Items from a labeling collection

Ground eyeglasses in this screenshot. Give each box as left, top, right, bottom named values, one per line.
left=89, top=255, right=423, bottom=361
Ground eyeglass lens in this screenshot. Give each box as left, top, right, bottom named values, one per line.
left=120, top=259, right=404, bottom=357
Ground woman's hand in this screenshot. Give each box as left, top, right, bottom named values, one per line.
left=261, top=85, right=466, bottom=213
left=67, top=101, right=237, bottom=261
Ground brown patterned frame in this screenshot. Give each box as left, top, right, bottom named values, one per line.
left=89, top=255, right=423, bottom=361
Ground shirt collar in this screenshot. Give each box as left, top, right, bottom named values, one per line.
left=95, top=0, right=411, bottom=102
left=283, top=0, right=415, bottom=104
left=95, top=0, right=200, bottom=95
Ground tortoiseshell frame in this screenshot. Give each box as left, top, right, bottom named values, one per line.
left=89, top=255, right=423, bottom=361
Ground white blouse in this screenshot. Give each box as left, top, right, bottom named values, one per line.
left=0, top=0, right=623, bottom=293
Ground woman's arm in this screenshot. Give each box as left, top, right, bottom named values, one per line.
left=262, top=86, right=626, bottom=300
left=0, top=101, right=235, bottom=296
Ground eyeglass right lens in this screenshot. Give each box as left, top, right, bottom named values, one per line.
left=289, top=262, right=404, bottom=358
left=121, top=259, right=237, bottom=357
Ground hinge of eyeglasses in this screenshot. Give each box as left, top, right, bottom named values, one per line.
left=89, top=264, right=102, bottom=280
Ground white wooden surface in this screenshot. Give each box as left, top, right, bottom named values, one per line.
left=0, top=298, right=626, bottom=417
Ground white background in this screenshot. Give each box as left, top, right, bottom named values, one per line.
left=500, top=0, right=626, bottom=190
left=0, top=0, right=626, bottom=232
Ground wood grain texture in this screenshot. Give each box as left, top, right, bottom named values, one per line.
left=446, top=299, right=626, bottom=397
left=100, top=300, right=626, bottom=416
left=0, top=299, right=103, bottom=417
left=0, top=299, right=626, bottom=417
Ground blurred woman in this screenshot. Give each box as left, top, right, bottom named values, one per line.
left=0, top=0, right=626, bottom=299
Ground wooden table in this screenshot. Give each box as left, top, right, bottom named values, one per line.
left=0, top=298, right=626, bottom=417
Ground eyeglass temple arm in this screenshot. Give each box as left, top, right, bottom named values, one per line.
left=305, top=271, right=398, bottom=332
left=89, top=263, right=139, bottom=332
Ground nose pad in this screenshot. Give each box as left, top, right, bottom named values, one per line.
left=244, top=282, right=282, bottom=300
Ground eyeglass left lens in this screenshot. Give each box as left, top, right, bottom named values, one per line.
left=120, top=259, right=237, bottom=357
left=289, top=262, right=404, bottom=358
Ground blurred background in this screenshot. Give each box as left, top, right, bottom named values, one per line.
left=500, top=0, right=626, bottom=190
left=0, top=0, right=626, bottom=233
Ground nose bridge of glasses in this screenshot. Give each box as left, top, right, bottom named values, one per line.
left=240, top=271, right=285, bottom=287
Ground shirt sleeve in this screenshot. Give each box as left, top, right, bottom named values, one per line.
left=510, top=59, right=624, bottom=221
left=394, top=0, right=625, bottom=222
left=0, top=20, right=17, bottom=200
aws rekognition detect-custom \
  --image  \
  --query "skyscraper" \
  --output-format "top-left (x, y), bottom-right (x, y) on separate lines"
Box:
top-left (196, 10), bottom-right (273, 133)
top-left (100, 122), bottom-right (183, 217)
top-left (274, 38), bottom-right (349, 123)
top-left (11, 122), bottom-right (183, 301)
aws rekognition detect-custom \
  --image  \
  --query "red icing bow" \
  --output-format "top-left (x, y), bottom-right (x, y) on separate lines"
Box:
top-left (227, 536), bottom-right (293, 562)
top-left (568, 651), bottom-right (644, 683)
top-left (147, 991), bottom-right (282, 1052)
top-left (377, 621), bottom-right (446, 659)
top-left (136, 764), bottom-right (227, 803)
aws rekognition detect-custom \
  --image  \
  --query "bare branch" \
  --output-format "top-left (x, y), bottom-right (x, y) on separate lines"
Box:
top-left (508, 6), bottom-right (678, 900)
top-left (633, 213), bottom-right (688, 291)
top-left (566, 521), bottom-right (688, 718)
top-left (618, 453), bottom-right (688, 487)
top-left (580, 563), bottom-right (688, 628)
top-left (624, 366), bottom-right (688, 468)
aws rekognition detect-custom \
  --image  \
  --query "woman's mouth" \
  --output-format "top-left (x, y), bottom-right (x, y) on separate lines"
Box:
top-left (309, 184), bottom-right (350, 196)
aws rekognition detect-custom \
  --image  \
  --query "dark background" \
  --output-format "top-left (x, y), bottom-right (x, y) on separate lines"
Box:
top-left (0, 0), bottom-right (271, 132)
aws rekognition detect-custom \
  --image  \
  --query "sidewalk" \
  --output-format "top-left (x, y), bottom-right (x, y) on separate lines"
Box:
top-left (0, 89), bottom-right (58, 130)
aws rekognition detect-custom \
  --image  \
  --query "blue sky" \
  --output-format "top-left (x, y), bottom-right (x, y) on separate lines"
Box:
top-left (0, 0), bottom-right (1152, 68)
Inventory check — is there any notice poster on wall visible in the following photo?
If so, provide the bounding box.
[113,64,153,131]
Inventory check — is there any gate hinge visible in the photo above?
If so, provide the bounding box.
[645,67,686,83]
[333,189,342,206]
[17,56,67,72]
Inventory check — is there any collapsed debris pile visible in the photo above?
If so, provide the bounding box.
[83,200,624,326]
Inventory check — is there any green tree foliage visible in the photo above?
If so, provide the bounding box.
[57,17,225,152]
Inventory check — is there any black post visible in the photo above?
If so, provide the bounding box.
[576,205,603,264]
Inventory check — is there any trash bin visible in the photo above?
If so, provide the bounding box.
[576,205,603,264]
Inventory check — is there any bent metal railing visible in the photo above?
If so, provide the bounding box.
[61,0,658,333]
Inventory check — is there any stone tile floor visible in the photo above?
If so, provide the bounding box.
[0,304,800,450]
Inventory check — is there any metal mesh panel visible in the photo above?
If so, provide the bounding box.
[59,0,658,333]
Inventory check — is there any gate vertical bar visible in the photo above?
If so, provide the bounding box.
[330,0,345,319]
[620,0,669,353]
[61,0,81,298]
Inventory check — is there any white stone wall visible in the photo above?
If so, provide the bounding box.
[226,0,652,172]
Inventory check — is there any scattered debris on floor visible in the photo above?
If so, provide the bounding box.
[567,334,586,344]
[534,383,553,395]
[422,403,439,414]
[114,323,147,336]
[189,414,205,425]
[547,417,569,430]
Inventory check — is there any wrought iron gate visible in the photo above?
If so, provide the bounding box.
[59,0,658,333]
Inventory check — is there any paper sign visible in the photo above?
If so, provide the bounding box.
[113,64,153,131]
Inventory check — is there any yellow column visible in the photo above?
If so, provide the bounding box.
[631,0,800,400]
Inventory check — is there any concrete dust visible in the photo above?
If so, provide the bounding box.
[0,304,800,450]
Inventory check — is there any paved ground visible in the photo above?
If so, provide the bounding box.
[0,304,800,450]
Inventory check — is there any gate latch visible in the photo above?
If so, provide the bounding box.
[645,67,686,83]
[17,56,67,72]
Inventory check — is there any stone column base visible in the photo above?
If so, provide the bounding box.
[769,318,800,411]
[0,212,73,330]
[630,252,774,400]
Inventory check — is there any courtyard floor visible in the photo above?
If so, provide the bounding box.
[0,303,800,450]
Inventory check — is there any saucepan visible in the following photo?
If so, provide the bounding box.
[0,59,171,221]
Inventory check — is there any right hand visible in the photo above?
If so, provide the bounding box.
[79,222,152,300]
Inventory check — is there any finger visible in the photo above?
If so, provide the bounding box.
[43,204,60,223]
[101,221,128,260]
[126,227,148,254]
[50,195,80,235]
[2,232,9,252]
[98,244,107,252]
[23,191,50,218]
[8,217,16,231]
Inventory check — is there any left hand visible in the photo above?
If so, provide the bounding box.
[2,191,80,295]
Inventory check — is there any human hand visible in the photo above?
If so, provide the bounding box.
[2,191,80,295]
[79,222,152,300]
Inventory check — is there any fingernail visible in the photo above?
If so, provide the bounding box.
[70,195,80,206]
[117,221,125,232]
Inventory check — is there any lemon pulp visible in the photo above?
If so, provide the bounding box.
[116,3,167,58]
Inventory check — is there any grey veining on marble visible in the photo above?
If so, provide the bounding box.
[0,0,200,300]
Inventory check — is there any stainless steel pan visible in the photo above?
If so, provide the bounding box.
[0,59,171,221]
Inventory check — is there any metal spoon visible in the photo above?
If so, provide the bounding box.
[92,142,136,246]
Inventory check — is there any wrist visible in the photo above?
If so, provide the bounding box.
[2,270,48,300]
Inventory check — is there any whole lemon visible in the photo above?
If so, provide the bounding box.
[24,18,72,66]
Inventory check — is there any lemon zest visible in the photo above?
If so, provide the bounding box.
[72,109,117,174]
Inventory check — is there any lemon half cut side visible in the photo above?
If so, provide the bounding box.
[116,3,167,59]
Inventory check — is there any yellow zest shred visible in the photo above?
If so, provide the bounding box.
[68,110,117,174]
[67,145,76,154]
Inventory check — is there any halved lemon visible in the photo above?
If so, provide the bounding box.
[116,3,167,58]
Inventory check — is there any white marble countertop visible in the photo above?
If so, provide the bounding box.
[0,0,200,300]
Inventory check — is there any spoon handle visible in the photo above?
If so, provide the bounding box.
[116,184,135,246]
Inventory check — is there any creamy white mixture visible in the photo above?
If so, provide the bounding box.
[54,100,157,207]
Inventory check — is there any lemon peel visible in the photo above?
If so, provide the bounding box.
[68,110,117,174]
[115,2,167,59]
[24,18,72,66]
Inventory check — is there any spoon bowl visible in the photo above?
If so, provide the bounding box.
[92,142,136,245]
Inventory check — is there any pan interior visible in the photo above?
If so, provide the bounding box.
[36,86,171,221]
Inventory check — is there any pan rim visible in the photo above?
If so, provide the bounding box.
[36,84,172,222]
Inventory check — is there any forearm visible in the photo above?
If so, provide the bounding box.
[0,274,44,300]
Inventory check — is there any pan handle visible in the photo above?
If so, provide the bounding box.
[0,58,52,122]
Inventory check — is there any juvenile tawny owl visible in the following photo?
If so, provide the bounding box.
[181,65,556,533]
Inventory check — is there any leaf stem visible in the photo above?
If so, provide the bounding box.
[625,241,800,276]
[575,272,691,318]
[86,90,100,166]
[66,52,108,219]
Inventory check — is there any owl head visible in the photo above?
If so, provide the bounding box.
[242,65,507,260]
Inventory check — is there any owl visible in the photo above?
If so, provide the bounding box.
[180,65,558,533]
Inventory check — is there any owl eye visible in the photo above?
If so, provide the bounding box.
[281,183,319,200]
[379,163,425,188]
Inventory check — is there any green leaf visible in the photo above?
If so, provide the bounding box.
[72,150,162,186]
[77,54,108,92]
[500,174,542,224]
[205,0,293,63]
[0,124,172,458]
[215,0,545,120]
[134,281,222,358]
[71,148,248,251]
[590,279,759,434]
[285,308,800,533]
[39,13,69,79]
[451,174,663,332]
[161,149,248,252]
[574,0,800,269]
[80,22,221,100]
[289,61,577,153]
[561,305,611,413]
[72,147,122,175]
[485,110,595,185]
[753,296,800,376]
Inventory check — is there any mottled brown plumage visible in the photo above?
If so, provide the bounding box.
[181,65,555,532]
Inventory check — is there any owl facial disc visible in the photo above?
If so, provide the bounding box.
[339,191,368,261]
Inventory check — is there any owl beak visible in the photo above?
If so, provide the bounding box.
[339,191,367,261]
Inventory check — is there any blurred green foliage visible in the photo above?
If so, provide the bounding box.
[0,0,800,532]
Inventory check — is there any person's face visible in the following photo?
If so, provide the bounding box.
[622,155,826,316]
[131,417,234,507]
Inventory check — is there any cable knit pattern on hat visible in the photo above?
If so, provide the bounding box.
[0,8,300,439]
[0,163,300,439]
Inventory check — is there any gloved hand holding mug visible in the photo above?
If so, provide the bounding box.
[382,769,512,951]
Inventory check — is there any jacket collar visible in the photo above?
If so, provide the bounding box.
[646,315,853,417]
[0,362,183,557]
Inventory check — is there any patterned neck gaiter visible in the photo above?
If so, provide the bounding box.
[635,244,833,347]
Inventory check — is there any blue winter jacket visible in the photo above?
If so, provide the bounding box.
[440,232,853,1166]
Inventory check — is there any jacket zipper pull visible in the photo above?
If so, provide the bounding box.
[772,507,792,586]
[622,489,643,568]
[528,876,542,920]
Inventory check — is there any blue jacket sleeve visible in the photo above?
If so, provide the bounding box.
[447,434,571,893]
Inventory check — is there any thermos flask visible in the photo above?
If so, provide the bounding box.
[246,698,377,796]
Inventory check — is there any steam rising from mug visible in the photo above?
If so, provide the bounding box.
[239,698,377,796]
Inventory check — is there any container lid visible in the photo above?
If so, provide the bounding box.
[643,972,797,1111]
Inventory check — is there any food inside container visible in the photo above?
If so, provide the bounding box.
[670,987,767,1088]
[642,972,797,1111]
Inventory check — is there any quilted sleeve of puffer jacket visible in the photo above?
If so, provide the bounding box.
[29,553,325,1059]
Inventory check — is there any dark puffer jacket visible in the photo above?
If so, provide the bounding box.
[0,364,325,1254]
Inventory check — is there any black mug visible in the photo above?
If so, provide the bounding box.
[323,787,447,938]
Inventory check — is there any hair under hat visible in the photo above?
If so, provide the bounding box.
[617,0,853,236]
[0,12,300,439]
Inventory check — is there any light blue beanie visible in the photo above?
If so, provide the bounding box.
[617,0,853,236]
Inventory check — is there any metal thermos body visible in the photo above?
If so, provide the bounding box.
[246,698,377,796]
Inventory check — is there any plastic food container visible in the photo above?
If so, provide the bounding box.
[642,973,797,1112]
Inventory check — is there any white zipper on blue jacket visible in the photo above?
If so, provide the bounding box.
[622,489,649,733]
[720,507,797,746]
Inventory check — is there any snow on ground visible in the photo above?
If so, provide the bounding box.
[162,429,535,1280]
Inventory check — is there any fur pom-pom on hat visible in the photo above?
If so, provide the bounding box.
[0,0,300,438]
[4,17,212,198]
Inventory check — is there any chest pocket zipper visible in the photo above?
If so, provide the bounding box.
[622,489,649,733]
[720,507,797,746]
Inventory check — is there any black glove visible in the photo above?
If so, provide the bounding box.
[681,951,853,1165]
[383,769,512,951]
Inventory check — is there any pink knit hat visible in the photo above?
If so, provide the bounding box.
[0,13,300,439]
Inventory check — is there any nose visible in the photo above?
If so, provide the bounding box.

To do:
Copy out the stretch from the line containing "Inventory check — is there any yellow zest" through the line containing "[0,58,52,122]", both ends included, keeping every character the same.

Response to this exercise:
Inventory check — is there any yellow zest shred visible in the photo above?
If so, provide the bounding box.
[68,110,117,174]
[67,145,76,154]
Inventory check — is there any halved lemon visible in the photo above?
If so, provide the bounding box.
[116,3,167,58]
Inventory check — is there any white marble countertop visible in the photo above?
If so, provide the bounding box.
[0,0,200,300]
Inventory check — is there any spoon handle visible in the photo above?
If so, provide the bounding box.
[116,184,135,246]
Inventory check — is there any creamy white mixture visible in the photo above?
If so, provide the bounding box.
[54,100,157,207]
Inventory check — is there any lemon peel visible in the photo above?
If so, provide the bounding box.
[68,110,117,174]
[115,2,167,59]
[24,18,72,66]
Inventory check — is there any spoon bowl visible in the photo above?
If so, provide the bounding box.
[92,142,136,245]
Inventory check — is there any pan interior visible in the photo above?
If so, provide the bounding box.
[36,86,171,221]
Inventory check — is there any pan rim visible in the photo above?
If so, provide the bounding box.
[36,84,172,222]
Inventory check — is there any forearm visible in the photo above?
If so, provide the bounding box.
[0,274,44,300]
Inventory check — is there any pan handle visible in the photo above?
If so, provide the bounding box.
[0,58,52,122]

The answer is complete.